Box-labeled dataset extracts
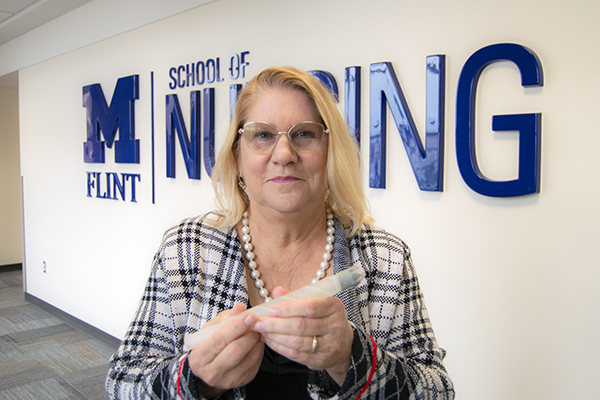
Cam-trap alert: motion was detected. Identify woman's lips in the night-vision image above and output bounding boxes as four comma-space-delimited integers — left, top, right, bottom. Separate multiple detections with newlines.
271, 176, 299, 183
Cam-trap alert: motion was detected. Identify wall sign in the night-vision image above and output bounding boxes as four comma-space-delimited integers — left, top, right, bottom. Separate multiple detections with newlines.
83, 43, 543, 202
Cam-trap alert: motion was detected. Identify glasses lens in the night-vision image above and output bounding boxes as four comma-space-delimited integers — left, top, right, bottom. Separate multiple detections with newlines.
243, 122, 278, 151
289, 122, 323, 151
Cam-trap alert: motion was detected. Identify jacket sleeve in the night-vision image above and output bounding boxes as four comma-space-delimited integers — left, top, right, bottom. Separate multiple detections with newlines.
310, 231, 454, 400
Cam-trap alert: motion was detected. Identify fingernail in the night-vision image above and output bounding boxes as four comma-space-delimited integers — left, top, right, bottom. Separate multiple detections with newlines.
244, 314, 256, 326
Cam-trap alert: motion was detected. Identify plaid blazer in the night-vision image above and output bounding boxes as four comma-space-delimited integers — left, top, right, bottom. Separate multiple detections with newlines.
106, 213, 454, 400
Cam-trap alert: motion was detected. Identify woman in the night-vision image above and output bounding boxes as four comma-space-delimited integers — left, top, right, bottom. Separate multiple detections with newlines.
107, 67, 454, 399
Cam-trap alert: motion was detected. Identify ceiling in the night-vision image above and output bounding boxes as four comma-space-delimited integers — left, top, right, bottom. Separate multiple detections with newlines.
0, 0, 92, 88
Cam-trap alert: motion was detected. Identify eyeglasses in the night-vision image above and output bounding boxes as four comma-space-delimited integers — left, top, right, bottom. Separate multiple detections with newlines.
238, 121, 329, 153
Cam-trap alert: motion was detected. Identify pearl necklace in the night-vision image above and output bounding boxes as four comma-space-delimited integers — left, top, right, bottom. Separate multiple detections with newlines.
242, 210, 335, 303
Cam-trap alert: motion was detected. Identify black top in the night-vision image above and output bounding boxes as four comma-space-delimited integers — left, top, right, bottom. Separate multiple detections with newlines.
246, 346, 310, 400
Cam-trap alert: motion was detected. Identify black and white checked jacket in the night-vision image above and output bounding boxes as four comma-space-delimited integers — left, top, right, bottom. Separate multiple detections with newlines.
106, 213, 454, 400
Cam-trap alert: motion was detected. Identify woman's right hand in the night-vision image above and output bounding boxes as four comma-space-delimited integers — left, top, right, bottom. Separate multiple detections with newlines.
188, 303, 265, 398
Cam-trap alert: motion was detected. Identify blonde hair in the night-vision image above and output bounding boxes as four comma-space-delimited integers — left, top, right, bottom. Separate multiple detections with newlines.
212, 67, 373, 235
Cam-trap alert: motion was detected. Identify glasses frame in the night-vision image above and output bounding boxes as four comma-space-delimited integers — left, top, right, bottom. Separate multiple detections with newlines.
238, 121, 329, 153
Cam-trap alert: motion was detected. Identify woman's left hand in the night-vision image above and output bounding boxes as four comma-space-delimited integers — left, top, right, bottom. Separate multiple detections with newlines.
254, 287, 354, 386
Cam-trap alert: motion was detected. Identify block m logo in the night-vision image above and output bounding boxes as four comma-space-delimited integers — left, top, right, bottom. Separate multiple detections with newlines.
83, 75, 140, 164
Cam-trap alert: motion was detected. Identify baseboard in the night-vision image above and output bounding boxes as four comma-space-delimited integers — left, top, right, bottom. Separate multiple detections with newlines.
0, 263, 23, 272
25, 293, 121, 350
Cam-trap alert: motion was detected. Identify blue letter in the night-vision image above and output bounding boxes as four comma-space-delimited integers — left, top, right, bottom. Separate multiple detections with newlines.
307, 70, 340, 103
456, 43, 543, 197
83, 75, 140, 164
369, 55, 445, 192
166, 90, 200, 179
229, 83, 242, 121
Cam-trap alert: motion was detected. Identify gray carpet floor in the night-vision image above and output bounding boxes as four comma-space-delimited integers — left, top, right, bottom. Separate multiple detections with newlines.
0, 271, 116, 400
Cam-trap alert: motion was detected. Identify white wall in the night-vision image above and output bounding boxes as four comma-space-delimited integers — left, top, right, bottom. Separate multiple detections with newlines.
19, 0, 600, 400
0, 87, 23, 265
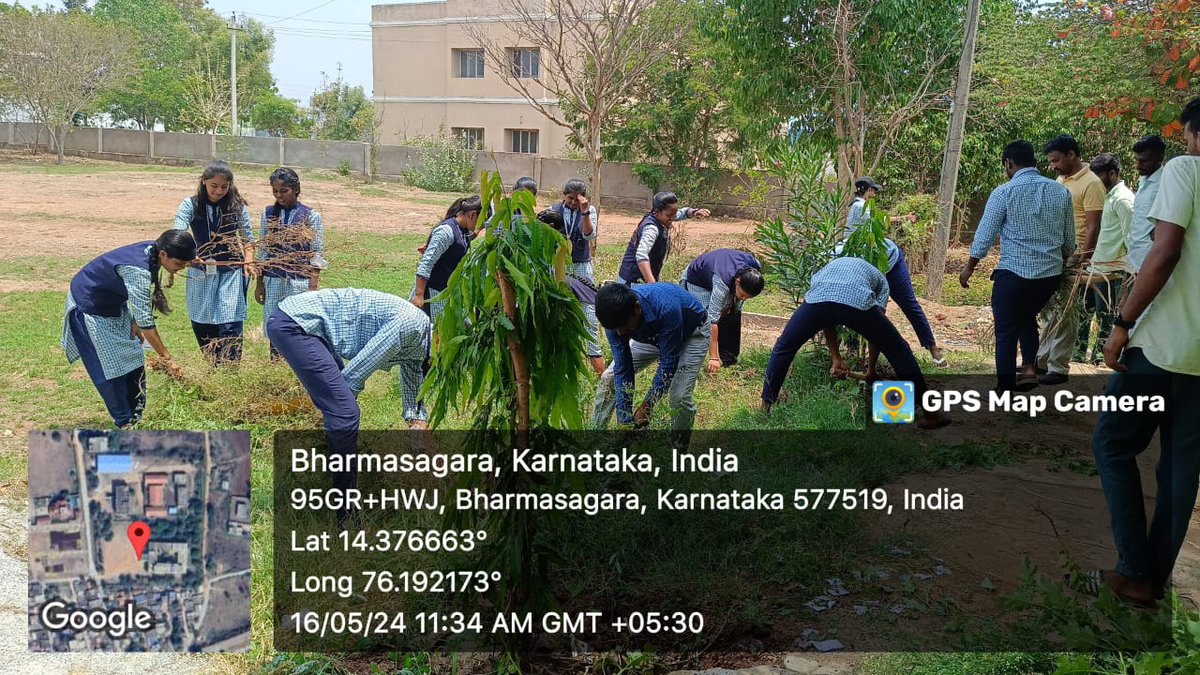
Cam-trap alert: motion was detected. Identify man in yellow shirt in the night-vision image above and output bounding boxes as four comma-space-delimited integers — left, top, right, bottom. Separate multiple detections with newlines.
1075, 153, 1134, 364
1038, 135, 1108, 384
1090, 97, 1200, 603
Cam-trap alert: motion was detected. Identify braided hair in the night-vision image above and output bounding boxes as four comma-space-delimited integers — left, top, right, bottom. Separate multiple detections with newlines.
566, 271, 598, 291
445, 195, 484, 220
150, 229, 196, 313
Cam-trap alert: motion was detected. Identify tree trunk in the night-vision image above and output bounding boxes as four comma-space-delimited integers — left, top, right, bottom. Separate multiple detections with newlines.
496, 270, 529, 448
925, 0, 980, 301
54, 124, 70, 165
588, 119, 604, 207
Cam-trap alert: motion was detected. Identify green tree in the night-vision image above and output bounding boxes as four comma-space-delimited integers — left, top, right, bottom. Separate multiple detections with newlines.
602, 0, 738, 169
421, 172, 588, 649
0, 10, 130, 163
308, 67, 376, 143
250, 91, 304, 138
92, 0, 198, 131
94, 0, 276, 131
704, 0, 965, 186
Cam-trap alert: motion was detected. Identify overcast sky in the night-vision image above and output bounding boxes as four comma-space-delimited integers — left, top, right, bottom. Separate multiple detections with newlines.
202, 0, 414, 104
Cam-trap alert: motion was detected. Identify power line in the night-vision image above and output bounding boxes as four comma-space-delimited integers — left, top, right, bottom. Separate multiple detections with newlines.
266, 0, 335, 25
235, 12, 371, 26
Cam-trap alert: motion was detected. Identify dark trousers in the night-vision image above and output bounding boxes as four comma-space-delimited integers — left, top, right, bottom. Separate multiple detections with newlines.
762, 303, 925, 404
266, 310, 360, 502
1075, 279, 1121, 363
716, 310, 742, 368
70, 309, 146, 428
991, 269, 1060, 389
888, 252, 937, 348
192, 321, 242, 365
1092, 348, 1200, 587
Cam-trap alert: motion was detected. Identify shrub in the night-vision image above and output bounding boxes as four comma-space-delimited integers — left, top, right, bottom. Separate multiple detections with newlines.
755, 143, 887, 303
632, 163, 721, 204
892, 192, 937, 274
404, 130, 475, 192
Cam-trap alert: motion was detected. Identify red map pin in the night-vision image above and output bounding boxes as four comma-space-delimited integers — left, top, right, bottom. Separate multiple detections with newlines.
126, 520, 150, 560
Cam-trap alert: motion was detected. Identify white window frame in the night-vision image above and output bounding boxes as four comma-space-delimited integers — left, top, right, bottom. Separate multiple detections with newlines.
451, 49, 486, 79
450, 126, 487, 150
509, 47, 541, 79
506, 129, 541, 155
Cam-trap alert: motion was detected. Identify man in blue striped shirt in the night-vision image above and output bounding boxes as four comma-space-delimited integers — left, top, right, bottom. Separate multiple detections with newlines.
593, 283, 709, 447
959, 141, 1075, 390
762, 257, 949, 429
266, 288, 430, 522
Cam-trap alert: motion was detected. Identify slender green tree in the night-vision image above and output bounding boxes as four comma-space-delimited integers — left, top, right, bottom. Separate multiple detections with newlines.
704, 0, 965, 187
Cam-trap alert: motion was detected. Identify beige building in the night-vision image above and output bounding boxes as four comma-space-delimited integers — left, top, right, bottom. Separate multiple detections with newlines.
371, 0, 566, 156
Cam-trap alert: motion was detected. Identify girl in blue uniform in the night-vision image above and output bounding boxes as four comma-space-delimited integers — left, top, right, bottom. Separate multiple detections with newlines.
409, 195, 482, 319
550, 178, 600, 283
617, 192, 709, 286
61, 229, 196, 428
254, 167, 326, 358
538, 208, 605, 376
175, 162, 254, 365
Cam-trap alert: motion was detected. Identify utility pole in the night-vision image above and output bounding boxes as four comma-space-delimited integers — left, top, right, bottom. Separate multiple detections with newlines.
925, 0, 980, 301
229, 12, 241, 136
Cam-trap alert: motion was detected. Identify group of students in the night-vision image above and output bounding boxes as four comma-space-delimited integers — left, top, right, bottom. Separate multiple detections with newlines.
62, 156, 964, 448
960, 97, 1200, 605
61, 98, 1200, 610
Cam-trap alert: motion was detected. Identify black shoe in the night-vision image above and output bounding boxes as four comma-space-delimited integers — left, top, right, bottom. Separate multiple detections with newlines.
1038, 372, 1069, 387
1015, 375, 1039, 392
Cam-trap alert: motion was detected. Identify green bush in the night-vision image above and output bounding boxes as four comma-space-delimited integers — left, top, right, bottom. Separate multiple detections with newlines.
755, 143, 888, 303
404, 130, 475, 192
892, 192, 937, 274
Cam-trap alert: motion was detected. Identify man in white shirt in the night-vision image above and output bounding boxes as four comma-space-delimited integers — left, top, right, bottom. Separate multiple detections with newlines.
1126, 136, 1166, 270
1088, 97, 1200, 604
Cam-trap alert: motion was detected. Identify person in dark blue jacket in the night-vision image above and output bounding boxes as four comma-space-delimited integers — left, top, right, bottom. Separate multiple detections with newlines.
679, 249, 766, 375
592, 283, 708, 446
617, 192, 710, 286
408, 195, 482, 319
550, 178, 600, 283
175, 161, 254, 365
60, 229, 196, 428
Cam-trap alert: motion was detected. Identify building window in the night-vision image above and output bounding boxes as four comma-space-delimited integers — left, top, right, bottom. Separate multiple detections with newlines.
450, 126, 484, 150
454, 49, 484, 79
509, 49, 541, 79
509, 129, 538, 155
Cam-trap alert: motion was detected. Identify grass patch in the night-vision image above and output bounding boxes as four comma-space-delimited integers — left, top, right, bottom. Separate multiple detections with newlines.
0, 225, 1123, 673
860, 652, 1055, 675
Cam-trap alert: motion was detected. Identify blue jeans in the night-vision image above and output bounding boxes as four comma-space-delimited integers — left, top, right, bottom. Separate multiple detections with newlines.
762, 303, 925, 404
991, 269, 1060, 389
888, 251, 937, 350
1092, 348, 1200, 587
266, 310, 360, 499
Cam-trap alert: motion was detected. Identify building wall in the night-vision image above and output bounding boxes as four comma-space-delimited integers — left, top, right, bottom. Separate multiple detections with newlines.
371, 0, 576, 156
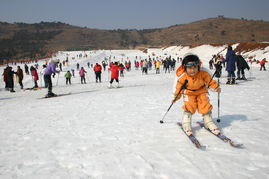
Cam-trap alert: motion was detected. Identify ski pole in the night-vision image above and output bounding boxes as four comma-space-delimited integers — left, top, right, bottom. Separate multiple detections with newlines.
217, 78, 220, 122
160, 80, 188, 124
56, 73, 60, 86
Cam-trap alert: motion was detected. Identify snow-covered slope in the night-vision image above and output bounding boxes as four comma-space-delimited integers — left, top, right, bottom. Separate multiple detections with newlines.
0, 46, 269, 179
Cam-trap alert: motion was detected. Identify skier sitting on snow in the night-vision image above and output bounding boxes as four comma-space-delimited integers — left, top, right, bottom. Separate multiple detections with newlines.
173, 55, 221, 136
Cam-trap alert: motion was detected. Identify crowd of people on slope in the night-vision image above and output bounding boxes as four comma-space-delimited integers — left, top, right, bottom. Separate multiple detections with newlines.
3, 46, 267, 96
209, 46, 267, 84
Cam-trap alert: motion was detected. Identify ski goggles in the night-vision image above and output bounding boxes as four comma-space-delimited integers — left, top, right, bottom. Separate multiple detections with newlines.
185, 62, 199, 67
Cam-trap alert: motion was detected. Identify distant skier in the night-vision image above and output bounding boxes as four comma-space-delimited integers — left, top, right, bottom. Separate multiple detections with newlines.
236, 54, 250, 80
213, 55, 222, 78
2, 67, 9, 91
44, 59, 60, 97
79, 67, 87, 84
93, 63, 102, 83
155, 60, 161, 74
41, 64, 48, 88
30, 66, 39, 88
71, 69, 75, 77
173, 55, 221, 136
24, 64, 29, 75
224, 46, 236, 84
260, 58, 267, 71
108, 62, 124, 88
16, 66, 23, 89
6, 66, 16, 93
64, 70, 72, 85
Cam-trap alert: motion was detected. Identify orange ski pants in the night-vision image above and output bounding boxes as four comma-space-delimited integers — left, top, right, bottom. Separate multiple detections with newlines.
182, 93, 213, 114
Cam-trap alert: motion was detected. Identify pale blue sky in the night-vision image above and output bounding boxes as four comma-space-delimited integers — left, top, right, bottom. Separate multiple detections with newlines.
0, 0, 269, 29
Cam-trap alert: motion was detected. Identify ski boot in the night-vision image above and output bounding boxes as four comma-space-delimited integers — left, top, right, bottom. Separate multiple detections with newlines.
231, 78, 235, 84
203, 112, 220, 135
182, 111, 192, 136
45, 92, 57, 98
241, 75, 247, 80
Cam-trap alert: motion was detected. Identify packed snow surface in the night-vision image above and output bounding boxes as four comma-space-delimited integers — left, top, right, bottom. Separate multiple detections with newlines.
0, 46, 269, 179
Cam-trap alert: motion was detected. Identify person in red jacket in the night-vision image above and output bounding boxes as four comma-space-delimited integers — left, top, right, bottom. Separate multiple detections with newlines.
30, 66, 39, 88
93, 63, 102, 83
260, 58, 267, 71
108, 62, 124, 88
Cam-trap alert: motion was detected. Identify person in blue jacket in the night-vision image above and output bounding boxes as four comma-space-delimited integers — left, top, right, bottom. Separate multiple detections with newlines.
44, 59, 60, 97
224, 46, 236, 84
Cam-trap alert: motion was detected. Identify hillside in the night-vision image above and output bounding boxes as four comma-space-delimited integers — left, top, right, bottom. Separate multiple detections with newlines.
0, 17, 269, 59
0, 48, 269, 179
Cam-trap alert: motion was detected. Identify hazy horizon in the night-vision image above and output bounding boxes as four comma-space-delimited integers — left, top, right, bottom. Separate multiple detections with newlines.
0, 0, 269, 30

**Written problem**
Convert the stretch of the listing above, from the line containing "Cam-trap alert: motion was detected. Identify ski pole" through the line containing "209, 46, 267, 84", into a JSON list of strings with one string per line and any blank lines omitted.

**The reply**
[
  "Cam-trap alert: motion was detected. Identify ski pole in the night-vision image above and output bounding boxes as four comma-space-delimited integers — left, top, right, bottom. Separate multiple detections with newlines.",
  "217, 78, 220, 122",
  "160, 80, 188, 124",
  "56, 73, 60, 86",
  "Cam-trap alert: motion was detected. Identify snow-covered slope in the night-vision image above and output bounding boxes as four comma-space-delimited integers — left, top, right, bottom. Separate multiple detections with newlines.",
  "0, 46, 269, 179",
  "Cam-trap alert: motion was detected. Identify skier sitting on snow in the night-vision image above and output bounding boxes as four comma-space-delimited integers — left, top, right, bottom. Separate multiple detections with newlines.",
  "173, 55, 221, 136",
  "Cam-trap alert: motion was detected. Identify crowd of people on slope in the night-vision image above and output bounding boxes as four comma-space-delimited integers — left, top, right, bottom. Separate multiple detections with newlines.",
  "3, 46, 267, 96",
  "209, 46, 267, 84"
]